» Extract
↓

The Optima Rider Recumbent Trike
Since I started riding recumbent bikes, I've been interested in recumbent tricycles, and had been considering buying one. Optima, a Dutch company, manufactures a wide range of recumbent bikes that have been well-reviewed. After reviewing the specs of the Optima Rider, and seeing the strength of the dollar relative to the franc, I decided that the Rider would meet my needs.
Because we planned our trip on very short notice, there was some doubt whether a Rider would be available for purchase. It happened that Optima had produced a Rider for a photo shoot that would be completed just prior to our arrival in France, so with less than a week to go before the trip started, we struck an agreement with Airodin to purchase the trike.

↑

» Extracted records
↓

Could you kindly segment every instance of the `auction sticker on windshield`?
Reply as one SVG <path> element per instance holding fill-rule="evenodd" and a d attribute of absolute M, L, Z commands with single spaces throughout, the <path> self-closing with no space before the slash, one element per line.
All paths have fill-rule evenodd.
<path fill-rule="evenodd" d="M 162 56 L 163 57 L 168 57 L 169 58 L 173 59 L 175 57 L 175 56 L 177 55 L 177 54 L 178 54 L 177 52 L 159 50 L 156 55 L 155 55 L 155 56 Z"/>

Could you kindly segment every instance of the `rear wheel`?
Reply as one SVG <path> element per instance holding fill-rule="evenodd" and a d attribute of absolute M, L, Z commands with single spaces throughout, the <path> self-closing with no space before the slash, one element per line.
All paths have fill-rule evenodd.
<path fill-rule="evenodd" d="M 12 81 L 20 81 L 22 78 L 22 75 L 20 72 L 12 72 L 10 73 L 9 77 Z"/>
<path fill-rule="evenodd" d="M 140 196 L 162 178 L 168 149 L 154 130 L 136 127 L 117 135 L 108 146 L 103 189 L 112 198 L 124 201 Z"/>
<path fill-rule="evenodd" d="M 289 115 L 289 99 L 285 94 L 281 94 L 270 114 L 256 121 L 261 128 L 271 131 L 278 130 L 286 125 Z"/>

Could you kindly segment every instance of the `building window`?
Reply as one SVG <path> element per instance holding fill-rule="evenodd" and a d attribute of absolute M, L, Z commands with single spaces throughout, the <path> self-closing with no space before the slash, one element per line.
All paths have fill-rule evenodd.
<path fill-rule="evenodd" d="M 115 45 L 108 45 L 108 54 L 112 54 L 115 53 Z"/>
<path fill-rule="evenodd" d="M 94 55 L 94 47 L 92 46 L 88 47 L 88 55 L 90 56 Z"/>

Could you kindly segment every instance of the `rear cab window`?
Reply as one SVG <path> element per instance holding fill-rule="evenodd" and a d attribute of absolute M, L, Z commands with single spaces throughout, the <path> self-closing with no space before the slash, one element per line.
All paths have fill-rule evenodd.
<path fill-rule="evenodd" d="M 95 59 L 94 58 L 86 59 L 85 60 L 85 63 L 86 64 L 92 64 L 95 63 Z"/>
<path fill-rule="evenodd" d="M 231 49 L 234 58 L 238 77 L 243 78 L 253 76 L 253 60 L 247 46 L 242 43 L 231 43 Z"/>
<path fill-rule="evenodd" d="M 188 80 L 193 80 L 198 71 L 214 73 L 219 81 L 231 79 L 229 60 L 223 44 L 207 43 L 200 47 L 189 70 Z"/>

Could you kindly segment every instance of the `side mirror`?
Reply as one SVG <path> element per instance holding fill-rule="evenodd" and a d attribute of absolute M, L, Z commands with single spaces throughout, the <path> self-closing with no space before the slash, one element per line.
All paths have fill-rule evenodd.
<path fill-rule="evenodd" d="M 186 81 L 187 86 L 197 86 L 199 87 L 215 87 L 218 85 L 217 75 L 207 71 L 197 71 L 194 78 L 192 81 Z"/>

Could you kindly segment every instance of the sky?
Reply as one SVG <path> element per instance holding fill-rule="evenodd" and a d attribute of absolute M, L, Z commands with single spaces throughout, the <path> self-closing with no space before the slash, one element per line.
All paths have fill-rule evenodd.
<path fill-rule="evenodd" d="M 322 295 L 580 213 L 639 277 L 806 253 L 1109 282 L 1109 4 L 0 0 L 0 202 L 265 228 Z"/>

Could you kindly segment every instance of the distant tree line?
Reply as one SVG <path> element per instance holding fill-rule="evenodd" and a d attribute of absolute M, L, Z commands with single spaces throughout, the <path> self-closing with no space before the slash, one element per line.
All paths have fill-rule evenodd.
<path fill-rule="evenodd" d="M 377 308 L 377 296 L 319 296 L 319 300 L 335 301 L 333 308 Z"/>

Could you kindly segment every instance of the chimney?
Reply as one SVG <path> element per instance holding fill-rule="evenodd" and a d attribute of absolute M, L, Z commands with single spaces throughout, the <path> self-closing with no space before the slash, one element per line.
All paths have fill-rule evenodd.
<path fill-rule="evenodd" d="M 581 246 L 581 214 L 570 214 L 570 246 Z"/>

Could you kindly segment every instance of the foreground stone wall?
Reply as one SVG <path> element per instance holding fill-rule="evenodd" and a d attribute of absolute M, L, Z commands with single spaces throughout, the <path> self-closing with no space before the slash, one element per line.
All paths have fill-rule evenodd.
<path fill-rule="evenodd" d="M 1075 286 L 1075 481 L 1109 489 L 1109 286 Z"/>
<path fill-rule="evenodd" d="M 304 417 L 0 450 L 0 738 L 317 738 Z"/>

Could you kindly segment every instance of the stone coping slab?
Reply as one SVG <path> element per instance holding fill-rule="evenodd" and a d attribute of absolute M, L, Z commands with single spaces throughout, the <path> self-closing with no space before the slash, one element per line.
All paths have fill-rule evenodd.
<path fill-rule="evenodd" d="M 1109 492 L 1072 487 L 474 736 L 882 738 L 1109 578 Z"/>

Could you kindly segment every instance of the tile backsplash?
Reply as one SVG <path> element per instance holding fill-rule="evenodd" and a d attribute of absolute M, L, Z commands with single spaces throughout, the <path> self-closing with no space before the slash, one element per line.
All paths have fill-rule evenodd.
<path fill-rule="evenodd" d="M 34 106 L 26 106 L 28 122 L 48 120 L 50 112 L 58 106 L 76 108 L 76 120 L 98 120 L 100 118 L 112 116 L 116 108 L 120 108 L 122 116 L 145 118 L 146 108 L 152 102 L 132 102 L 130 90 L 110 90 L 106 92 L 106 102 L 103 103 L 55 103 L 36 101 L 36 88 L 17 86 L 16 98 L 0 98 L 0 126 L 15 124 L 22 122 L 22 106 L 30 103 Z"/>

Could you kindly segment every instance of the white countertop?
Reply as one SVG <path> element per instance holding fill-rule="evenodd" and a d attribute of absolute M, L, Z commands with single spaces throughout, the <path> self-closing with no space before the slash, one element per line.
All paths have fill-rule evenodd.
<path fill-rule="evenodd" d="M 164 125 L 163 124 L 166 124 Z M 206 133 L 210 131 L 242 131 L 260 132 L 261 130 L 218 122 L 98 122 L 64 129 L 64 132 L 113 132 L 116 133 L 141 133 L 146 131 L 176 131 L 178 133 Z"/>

↑

» Instructions
1) According to the Optima Rider text, with whom was the agreement to purchase the trike made?
2) From the Optima Rider text, copy everything from "The Optima Rider Recumbent" down to "purchase the trike.".
3) Write what comes next in the account of the Optima Rider trike, starting after its final sentence.
The data above have no connection to the text about the Optima Rider trike.

» Task results
1) Airodin.

2)
The Optima Rider Recumbent Trike
Since I started riding recumbent bikes, I've been interested in recumbent tricycles, and had been considering buying one. Optima, a Dutch company, manufactures a wide range of recumbent bikes that have been well-reviewed. After reviewing the specs of the Optima Rider, and seeing the strength of the dollar relative to the franc, I decided that the Rider would meet my needs.
Because we planned our trip on very short notice, there was some doubt whether a Rider would be available for purchase. It happened that Optima had produced a Rider for a photo shoot that would be completed just prior to our arrival in France, so with less than a week to go before the trip started, we struck an agreement with Airodin to purchase the trike.

3)
Unfortunately, due to a shipping problem, the trike didn't make it to our starting point, so the first day of the bike tour I had to ride a conventional bike (after the ride, I vividly recalled why I went recumbent in the first place.) Thanks to Claude's telephone searching and cajoling the manager of the shipping company, the trike was delivered to Claude on the afternoon of our first tour day and he brought it out to our B&B. After an hour or so of final assembly and set-up, the trike was ready to ride.
Basic specs of the Rider:
Note that this model of Rider differs from the one imported to the US by Yellowbike as it uses the SRAM 3-speed hub with 7 gear cassette (21 speed) rather than the front derailleur/crankset (24 speed). After I put more miles on the trike, I'll decide whether to upgrade to provide a wider gearing range. Options purchased were the rear cargo rack and front fenders (only fenders made by Optima will fit the front wheels.)
I added a set of Shimano 323 clipless pedals to improve pedaling efficiency - they also allow you to keep your feet on the pedals even when you're at a stop.
The Rider has a very low (seat height is 8 inches), reclined seating position. The seat is molded plastic with what appears to be carbon fiber reinforcement. An open cell foam pad that looks like a very porous sponge is attached to the seat with Velcro pads.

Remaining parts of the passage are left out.